= Problem details =
Reproduce only this part of the listing: the line with "pin: arm | one", plus every line after it through the last.

** START Records for this task **

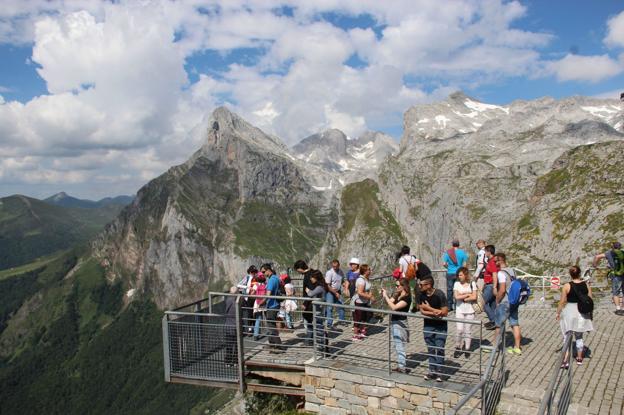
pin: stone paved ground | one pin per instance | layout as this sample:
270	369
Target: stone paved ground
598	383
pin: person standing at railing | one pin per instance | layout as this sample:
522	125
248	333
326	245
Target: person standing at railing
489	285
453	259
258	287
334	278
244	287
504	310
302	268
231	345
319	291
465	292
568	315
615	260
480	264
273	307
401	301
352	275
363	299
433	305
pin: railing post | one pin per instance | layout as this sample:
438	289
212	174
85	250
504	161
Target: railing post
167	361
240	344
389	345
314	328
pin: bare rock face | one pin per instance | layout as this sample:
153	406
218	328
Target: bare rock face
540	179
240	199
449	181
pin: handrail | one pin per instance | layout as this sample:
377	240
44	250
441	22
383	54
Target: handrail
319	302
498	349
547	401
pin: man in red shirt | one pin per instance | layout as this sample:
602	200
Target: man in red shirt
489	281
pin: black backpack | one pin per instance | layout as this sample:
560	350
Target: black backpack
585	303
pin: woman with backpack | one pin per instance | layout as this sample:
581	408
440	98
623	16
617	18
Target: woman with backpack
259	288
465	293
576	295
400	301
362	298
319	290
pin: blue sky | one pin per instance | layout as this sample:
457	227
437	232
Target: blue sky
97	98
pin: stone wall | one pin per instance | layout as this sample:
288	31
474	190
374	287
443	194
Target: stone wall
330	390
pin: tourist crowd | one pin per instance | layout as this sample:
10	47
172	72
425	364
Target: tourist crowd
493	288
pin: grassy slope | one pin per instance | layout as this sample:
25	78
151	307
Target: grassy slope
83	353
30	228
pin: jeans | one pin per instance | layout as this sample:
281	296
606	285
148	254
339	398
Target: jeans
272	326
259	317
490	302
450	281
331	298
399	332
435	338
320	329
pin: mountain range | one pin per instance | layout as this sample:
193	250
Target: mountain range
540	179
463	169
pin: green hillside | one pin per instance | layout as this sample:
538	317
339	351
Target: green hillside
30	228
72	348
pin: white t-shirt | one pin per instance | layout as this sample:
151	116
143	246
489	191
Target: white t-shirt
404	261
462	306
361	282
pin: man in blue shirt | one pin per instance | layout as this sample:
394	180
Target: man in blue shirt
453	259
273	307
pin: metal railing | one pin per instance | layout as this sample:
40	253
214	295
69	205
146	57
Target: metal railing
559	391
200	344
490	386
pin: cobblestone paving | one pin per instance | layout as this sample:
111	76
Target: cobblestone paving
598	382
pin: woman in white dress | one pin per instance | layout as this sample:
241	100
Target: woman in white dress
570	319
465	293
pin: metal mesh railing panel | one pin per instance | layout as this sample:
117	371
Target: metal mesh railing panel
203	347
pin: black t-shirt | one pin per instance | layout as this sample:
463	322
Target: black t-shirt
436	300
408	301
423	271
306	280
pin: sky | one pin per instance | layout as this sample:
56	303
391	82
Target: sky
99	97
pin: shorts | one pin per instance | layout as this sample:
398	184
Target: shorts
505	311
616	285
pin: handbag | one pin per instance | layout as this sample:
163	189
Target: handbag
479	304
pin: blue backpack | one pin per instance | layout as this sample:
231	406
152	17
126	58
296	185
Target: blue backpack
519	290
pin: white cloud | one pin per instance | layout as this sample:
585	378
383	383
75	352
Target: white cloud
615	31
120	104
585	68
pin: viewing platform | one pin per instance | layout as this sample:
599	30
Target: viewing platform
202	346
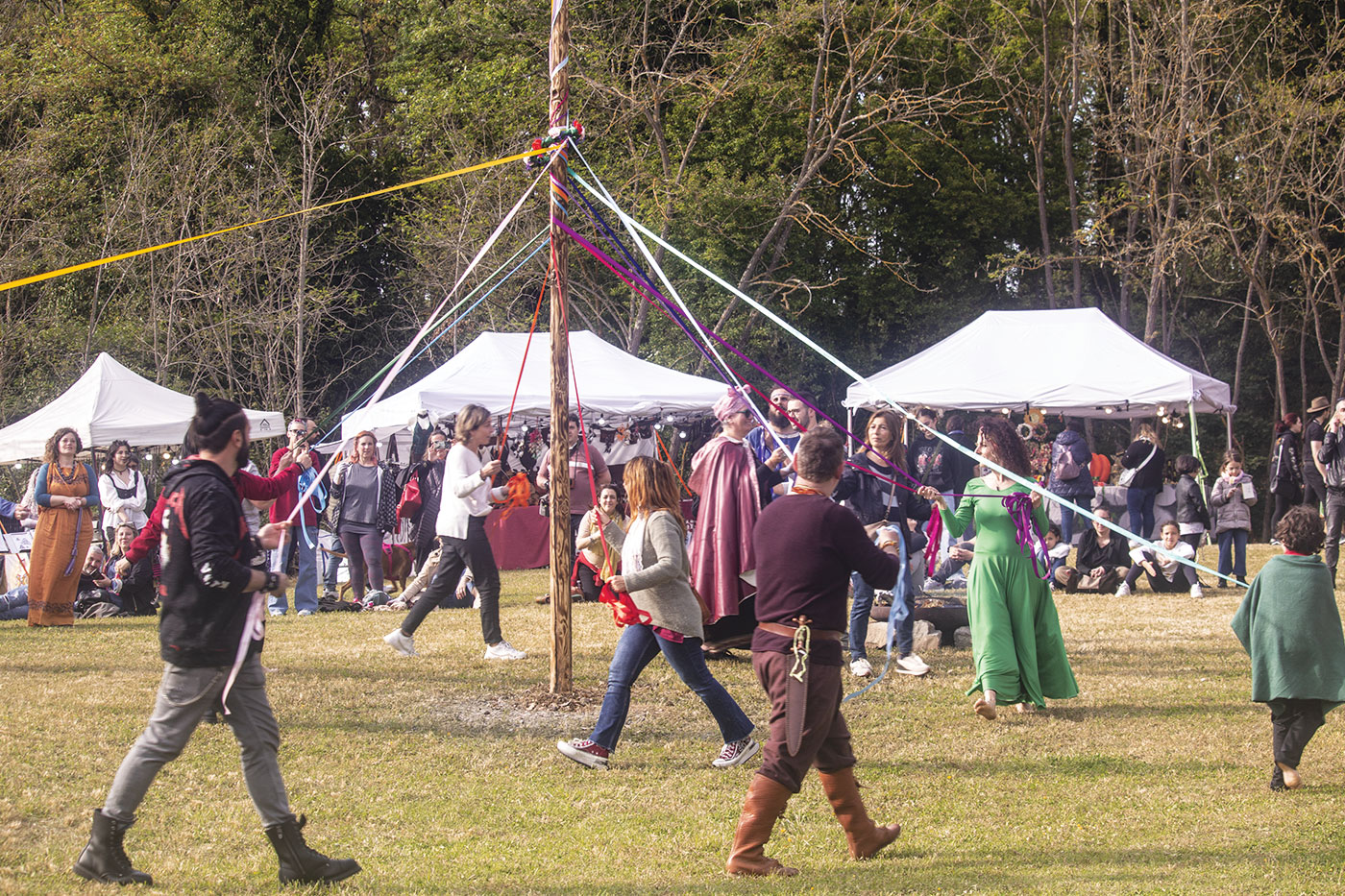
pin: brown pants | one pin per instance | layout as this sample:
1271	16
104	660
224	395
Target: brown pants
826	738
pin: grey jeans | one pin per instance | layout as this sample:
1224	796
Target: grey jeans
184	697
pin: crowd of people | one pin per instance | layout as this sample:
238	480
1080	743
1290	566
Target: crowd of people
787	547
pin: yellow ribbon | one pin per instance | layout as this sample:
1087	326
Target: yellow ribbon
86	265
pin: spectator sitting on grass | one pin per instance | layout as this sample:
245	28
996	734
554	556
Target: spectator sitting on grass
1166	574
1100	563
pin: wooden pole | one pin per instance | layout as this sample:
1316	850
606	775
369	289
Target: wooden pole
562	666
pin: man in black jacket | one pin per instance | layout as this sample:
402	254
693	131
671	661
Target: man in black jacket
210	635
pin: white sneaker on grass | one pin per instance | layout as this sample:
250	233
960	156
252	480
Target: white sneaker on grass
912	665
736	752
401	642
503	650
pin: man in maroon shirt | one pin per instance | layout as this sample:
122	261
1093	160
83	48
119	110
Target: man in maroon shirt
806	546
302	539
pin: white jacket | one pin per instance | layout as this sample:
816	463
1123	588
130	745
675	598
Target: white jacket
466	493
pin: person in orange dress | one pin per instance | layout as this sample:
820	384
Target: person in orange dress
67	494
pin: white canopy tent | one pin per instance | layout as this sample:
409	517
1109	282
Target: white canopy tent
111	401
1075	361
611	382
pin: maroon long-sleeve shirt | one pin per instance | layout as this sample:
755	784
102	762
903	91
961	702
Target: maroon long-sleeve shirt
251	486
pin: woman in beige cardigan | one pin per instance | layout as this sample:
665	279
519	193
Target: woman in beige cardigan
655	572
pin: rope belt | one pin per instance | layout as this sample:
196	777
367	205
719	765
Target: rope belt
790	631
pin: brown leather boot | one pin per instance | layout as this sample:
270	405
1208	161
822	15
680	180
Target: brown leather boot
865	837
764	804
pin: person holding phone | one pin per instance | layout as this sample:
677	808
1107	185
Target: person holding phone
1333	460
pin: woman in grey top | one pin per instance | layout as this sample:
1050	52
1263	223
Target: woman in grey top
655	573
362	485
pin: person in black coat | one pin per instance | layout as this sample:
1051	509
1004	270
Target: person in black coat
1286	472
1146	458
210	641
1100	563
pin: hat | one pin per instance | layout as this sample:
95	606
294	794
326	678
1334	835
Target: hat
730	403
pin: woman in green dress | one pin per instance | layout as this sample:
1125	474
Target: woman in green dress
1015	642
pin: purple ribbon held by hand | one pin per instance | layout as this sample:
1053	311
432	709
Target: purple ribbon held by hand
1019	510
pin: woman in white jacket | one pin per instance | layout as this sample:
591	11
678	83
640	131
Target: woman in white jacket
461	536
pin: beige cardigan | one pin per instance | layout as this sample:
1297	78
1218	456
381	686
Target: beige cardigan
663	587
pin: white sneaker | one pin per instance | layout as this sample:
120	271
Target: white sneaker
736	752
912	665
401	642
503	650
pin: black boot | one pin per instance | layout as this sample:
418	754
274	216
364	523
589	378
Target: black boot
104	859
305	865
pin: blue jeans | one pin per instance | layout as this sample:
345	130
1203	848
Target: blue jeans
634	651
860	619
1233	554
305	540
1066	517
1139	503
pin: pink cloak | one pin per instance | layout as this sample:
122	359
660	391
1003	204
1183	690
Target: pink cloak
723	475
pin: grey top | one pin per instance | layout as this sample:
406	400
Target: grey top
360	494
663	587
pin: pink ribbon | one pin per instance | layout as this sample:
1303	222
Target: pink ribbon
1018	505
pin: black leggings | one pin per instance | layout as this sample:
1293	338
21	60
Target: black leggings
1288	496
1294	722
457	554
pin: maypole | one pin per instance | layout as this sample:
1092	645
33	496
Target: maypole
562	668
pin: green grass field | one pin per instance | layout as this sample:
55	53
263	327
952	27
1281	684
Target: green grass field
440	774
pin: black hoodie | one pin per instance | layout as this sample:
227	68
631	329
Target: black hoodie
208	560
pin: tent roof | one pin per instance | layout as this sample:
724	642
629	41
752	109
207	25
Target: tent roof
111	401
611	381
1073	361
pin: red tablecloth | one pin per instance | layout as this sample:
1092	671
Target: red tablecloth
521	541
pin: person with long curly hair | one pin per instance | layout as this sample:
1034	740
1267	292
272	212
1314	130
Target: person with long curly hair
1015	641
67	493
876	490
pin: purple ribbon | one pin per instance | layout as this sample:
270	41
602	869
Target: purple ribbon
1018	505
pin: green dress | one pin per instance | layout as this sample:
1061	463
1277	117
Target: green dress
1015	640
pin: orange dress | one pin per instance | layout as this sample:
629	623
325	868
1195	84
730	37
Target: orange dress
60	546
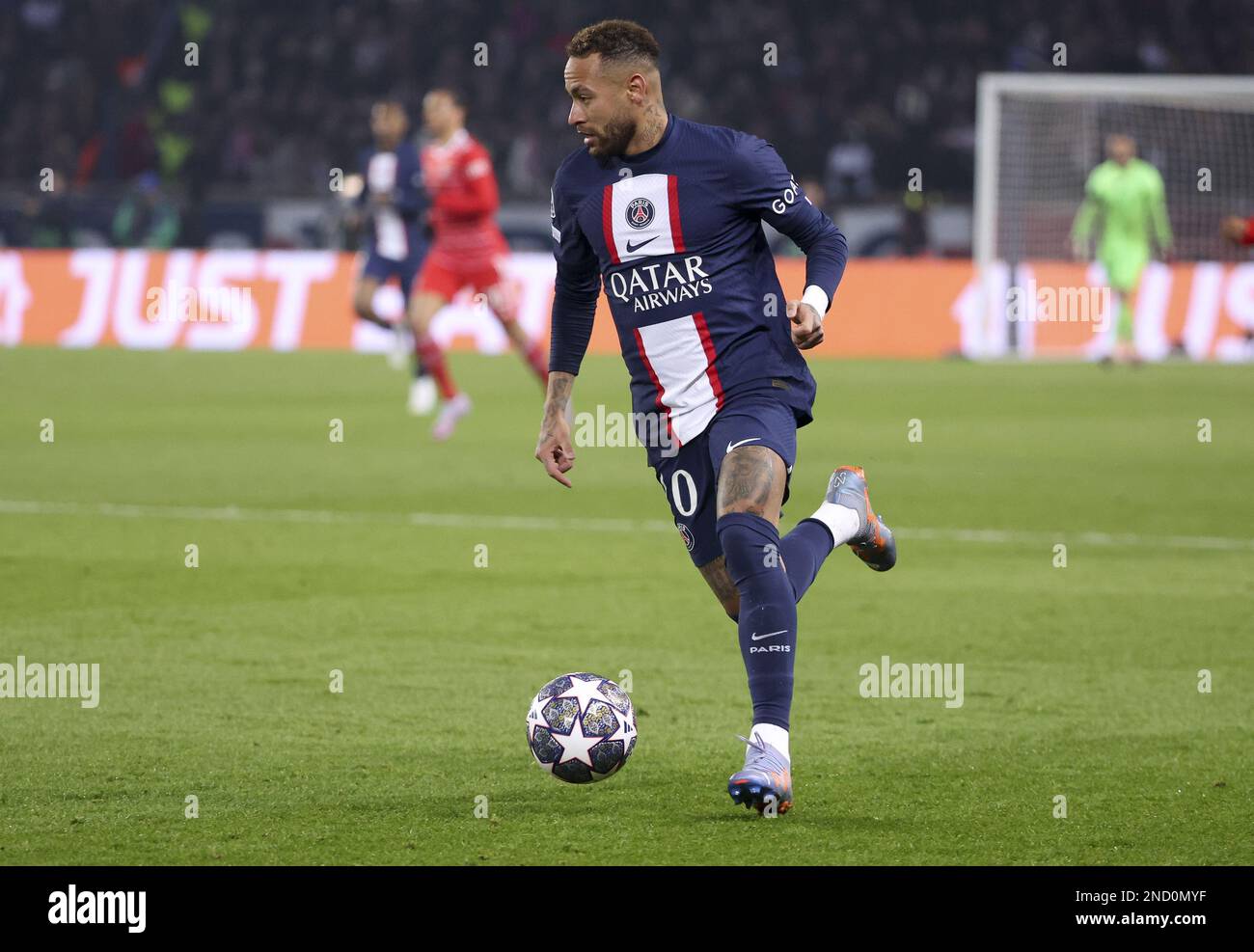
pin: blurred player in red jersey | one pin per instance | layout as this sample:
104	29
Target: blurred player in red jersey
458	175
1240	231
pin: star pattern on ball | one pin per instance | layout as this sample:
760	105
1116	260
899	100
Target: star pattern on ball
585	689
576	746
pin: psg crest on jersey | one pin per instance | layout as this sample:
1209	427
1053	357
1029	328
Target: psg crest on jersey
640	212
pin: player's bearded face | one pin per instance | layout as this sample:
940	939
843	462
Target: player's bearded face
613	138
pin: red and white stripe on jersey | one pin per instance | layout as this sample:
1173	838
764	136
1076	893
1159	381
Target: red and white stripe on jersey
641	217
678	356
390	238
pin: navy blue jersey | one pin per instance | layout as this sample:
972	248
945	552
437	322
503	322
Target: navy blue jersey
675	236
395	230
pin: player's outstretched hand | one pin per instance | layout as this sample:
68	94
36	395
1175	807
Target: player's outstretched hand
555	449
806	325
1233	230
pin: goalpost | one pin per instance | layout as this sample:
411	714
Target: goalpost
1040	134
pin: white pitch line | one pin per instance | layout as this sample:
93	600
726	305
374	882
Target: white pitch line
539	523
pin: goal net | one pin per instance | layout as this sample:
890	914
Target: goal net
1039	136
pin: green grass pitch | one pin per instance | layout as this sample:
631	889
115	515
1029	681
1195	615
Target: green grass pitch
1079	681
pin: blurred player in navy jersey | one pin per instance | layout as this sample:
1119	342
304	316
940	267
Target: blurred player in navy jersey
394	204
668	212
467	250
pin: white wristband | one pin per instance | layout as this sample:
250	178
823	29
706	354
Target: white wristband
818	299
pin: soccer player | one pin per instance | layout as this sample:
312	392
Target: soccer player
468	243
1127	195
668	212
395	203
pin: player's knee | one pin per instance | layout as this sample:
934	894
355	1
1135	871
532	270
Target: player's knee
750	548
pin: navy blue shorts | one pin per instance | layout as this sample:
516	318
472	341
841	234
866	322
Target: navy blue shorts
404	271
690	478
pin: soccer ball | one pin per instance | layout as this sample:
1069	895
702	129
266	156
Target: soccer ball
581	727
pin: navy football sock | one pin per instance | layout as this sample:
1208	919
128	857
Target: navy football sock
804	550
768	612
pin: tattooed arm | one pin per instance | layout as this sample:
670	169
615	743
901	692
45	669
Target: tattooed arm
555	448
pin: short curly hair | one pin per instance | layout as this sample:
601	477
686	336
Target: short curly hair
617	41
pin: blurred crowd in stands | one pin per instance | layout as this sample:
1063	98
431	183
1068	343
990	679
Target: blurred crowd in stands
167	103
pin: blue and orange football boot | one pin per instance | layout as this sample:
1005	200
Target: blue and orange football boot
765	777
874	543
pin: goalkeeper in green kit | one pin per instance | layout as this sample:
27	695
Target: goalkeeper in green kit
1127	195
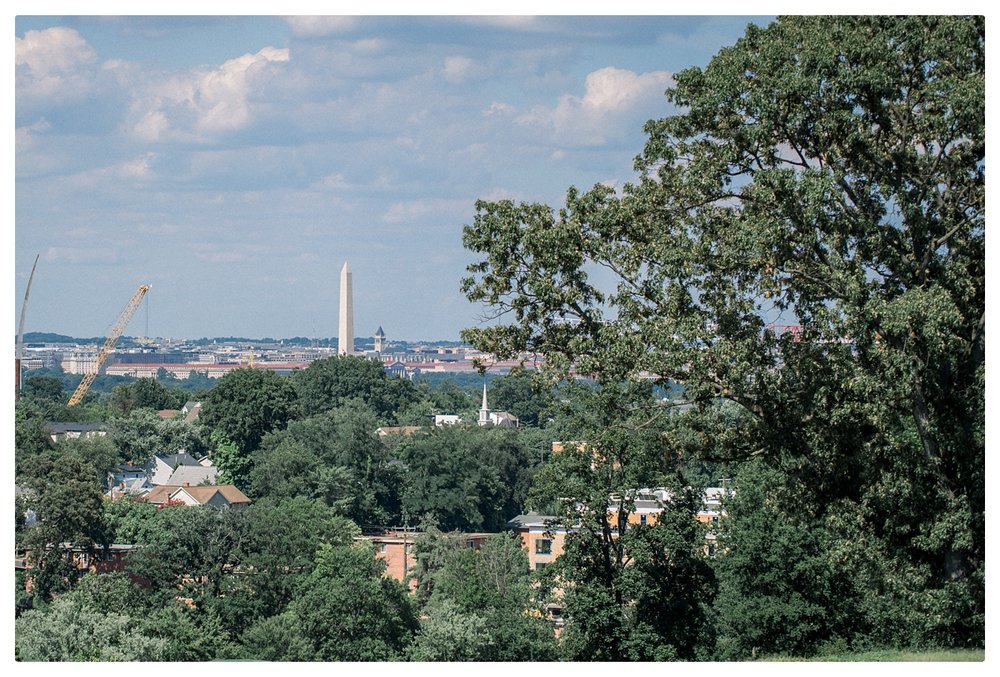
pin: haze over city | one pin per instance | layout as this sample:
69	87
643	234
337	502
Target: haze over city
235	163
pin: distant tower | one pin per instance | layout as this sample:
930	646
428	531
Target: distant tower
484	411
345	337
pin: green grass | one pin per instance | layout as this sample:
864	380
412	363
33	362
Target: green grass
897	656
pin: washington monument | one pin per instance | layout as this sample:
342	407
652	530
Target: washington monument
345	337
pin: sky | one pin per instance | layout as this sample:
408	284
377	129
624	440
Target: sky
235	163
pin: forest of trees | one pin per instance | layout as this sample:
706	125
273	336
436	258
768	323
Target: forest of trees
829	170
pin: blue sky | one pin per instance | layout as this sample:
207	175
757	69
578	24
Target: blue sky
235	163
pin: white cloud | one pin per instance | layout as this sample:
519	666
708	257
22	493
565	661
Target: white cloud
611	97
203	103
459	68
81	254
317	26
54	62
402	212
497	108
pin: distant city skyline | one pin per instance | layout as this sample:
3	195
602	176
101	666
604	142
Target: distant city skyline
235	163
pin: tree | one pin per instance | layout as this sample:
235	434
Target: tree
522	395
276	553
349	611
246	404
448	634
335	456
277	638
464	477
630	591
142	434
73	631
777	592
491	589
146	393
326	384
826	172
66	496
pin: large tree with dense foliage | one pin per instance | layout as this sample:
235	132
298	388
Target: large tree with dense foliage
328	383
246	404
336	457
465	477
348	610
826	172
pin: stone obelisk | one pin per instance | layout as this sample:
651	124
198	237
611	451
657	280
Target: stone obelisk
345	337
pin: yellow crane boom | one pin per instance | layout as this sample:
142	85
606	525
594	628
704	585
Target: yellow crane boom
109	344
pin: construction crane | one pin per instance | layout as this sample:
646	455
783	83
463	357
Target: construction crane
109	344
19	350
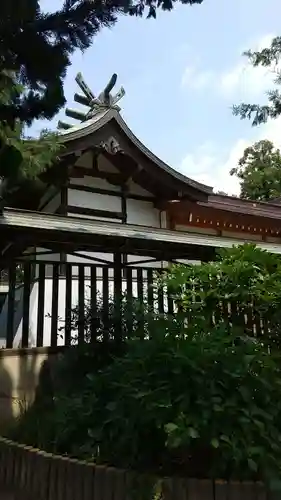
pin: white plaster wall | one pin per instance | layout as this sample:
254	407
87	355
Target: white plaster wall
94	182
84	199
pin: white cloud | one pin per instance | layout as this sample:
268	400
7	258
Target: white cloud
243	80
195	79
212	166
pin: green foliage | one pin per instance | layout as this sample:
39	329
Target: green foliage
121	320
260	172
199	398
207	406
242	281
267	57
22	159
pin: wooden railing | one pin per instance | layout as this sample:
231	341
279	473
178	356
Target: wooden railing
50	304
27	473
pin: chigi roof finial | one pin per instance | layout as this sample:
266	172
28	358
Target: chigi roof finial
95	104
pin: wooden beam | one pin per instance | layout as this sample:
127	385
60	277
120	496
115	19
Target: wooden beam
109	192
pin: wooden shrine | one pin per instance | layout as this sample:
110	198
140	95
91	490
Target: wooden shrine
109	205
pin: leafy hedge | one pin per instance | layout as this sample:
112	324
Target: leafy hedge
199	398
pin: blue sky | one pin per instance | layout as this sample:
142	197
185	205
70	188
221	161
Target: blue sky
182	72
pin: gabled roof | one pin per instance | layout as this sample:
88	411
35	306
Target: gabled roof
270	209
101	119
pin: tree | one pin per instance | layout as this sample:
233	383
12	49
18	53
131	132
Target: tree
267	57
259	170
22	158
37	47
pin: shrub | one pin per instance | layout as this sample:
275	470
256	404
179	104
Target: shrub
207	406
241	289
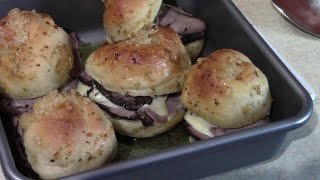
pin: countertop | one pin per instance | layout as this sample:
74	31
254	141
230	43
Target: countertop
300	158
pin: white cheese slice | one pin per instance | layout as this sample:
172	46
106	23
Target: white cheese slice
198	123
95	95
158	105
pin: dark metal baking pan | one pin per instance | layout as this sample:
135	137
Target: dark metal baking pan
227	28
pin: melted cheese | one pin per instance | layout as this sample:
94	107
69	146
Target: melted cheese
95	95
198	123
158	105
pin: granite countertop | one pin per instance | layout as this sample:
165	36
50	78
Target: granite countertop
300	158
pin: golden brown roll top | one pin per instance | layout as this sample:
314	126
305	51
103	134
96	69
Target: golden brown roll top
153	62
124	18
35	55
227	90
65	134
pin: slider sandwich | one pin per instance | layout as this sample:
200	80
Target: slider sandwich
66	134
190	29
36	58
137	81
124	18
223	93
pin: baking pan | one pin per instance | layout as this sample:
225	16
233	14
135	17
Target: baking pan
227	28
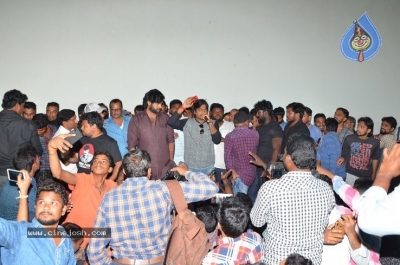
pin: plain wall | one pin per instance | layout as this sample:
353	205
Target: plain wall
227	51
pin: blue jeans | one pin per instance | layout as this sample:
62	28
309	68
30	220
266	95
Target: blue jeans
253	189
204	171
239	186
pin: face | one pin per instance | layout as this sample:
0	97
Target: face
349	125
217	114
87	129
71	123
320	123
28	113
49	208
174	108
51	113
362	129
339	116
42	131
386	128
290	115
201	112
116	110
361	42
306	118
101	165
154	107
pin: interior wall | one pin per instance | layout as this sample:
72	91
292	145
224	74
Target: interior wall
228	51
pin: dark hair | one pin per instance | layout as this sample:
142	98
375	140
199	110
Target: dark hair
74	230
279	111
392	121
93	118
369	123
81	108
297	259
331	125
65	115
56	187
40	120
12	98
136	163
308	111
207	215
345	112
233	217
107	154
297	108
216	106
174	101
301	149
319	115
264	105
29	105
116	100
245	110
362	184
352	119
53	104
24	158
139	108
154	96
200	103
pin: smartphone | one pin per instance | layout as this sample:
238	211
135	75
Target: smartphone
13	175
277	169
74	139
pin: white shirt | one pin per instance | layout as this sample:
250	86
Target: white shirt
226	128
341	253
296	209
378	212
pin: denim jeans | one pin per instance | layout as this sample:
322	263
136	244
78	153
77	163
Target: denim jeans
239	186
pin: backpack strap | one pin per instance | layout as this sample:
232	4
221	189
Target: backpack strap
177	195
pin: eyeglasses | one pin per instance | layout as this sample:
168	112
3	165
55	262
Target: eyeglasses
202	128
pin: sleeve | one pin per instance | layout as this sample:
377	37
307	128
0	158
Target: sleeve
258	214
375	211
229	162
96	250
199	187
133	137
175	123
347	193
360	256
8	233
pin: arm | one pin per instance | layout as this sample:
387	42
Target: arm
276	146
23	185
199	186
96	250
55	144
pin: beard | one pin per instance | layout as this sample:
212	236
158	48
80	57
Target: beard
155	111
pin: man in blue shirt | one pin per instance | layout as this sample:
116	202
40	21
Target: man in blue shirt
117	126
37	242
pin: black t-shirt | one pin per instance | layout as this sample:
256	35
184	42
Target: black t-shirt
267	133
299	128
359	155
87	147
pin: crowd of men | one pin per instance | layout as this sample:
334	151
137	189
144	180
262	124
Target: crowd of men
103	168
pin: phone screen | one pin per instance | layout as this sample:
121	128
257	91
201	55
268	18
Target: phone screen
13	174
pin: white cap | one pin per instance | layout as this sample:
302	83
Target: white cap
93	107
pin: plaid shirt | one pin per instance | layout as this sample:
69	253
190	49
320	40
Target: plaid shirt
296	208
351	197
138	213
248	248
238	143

** END Records for this task **

= Response for this exercise =
pin: arm | one pin per instance | layout as this sample:
387	42
Target: arm
276	146
23	185
199	186
96	250
55	144
pin: beard | one pin per instance | layout as this sample:
212	236
158	48
80	57
Target: beard
155	111
pin: man in blue shirt | one pin per instance | layout as this sample:
116	202
40	21
Target: man in blue shirt
117	126
37	242
pin: black t-shirt | one pin per instance | layout as this sample:
256	35
184	42
Target: black t-shirt
267	133
299	128
359	155
87	147
pin: crowd of men | one pin per instance | layout as this sample:
334	151
137	189
144	180
262	124
Target: crowd of men
103	168
pin: phone screen | one pin per instance | layout as this sample:
121	128
257	91
201	55
268	18
Target: phone screen
13	174
pin: white cap | one pin per instance | layout as this sample:
302	83
Target: white cap
93	107
pin: plaid shirt | one pin per instance | layout as this sample:
69	253
190	49
320	40
Target: plaid shirt
296	208
351	197
138	213
248	248
238	143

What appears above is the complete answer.